(Provided records begins)

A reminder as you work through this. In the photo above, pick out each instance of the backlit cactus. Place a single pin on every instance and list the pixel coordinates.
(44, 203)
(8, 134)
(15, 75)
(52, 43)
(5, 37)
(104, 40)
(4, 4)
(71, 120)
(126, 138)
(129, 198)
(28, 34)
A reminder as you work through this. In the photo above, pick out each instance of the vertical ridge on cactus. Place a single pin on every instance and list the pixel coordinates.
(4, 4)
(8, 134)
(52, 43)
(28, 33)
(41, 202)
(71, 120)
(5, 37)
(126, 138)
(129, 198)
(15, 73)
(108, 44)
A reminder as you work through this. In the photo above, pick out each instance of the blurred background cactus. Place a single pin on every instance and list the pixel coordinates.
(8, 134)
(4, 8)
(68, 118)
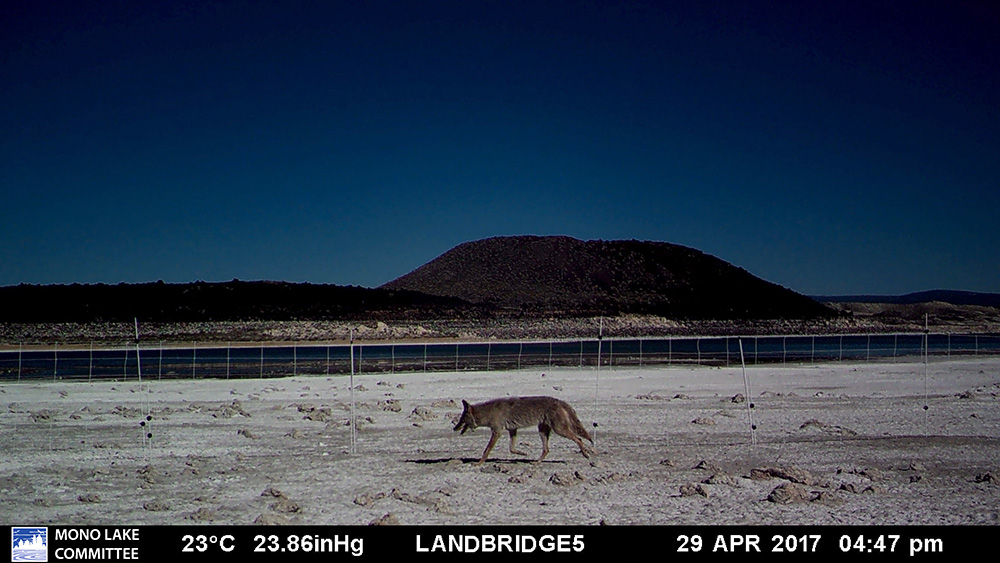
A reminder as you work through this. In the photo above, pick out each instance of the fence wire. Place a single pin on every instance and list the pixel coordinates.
(237, 360)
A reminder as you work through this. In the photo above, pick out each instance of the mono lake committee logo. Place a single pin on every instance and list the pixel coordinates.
(29, 544)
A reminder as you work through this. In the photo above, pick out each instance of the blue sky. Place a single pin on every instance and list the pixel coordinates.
(830, 147)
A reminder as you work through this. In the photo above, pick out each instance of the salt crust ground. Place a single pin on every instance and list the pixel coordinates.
(837, 443)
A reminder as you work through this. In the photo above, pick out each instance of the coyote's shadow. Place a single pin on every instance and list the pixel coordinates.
(474, 460)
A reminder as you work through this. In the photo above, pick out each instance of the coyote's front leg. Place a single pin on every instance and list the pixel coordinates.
(489, 447)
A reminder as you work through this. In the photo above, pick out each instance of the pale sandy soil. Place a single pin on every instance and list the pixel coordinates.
(854, 438)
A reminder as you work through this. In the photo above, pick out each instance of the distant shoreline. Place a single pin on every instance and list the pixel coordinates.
(866, 320)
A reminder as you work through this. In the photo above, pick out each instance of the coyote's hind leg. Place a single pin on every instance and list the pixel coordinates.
(513, 438)
(489, 446)
(543, 431)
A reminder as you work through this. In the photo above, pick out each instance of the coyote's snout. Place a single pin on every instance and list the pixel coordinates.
(548, 413)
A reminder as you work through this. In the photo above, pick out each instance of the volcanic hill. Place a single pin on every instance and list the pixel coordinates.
(559, 275)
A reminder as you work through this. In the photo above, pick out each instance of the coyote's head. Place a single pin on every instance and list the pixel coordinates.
(468, 420)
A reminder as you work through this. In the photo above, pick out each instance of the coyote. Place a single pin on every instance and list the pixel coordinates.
(512, 413)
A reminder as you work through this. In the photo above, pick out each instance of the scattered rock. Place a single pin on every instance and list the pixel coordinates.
(791, 473)
(367, 500)
(721, 479)
(566, 478)
(988, 477)
(388, 519)
(423, 413)
(270, 520)
(391, 405)
(43, 415)
(789, 493)
(286, 506)
(203, 514)
(827, 428)
(692, 489)
(707, 466)
(272, 492)
(874, 489)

(Provided records ends)

* **What to produce**: Pictures aren't part of the copy; return each record above exactly.

* **Task answer**:
A reminder as you work through this. In the photo above, pick out each instance of the backlit cactus. Place a single pin on every instance and list the pixel coordinates.
(44, 203)
(8, 134)
(15, 75)
(52, 43)
(5, 37)
(104, 40)
(4, 4)
(71, 120)
(126, 138)
(129, 198)
(28, 34)
A reminder as you work through this. In the photo above, pick out each instance of the vertical ridge on cactus. Place a single pin on every instance and list the pixel coordinates.
(4, 4)
(8, 134)
(52, 43)
(28, 33)
(41, 202)
(71, 120)
(5, 37)
(126, 138)
(129, 198)
(15, 73)
(108, 44)
A reminder as you work through this. In the photo above, pick out each instance of the blurred background cactus. Place a single pin on every instance and list the pixel coordinates.
(8, 134)
(4, 8)
(68, 118)
A reminder as you work through this. In the photo above, pick out each instance of the fence wire. Place a single pin on every instance and list the pixel coordinates.
(237, 360)
A reminder as you work through this. In the photo above, pick out each instance of the mono lake committee logo. Place a single pin on every instance and list the pixel coordinates.
(29, 544)
A reminder as you work through this. In the photo above, pick out each instance of the blue sky. Place a single pin on every instance and list the pixel coordinates.
(830, 147)
A reminder as you work through this. In the photo above, pick out each instance of the salt crust ground. Place a single pin on every instance and list the pixel coordinates.
(837, 443)
A reminder as you work through this. In the photo above, pick out each instance of the coyote's shadow. Place a single pin on every instance and list the pixel coordinates.
(474, 460)
A reminder as you work through this. In the photo above, pick out each instance of the coyote's front leg. Place a single pin on every instance and list the pixel coordinates.
(489, 447)
A reminder as you work through this. In the photo above, pick out each instance of the pale sandy soil. Place a single pin on every instance and list the pixel coordinates.
(854, 438)
A reminder as you work through this. In the photo above, pick out each instance of the distant shoreline. Place a single pin on every instance and list the pixel coordinates.
(866, 320)
A reminder as you work through this. In the photo above, pick out each instance of the coyote's hind leg. Place a single pin on every instance and list the pixel coordinates.
(513, 438)
(489, 446)
(543, 431)
A reminder as you work through this. In the photo above, pick out each instance of the coyote's snout. Place a single pin on every instance and list the pixel coordinates.
(548, 413)
A reminder as you work through this. In the photo above, pick out each instance of the volcanic hill. Place a single pin on every instance and list the pixel coordinates.
(559, 275)
A reminder as you work through this. In the photo above, pick out each instance of the coyote's head. Place a single pin on every instance and list the pixel coordinates.
(468, 420)
A reminder as you work through this. In the photo above, pick out each instance of the coyote. Place a single pin on every instance and list the pixel coordinates.
(512, 413)
A reminder as you work through this. In the photo above, pick out each instance of the scattered rock. Place a single pin on every instance and list the pixel coordinates.
(791, 473)
(367, 500)
(721, 479)
(566, 478)
(988, 477)
(388, 519)
(423, 413)
(270, 520)
(391, 405)
(43, 415)
(789, 493)
(286, 506)
(203, 514)
(827, 428)
(692, 489)
(707, 466)
(272, 492)
(874, 489)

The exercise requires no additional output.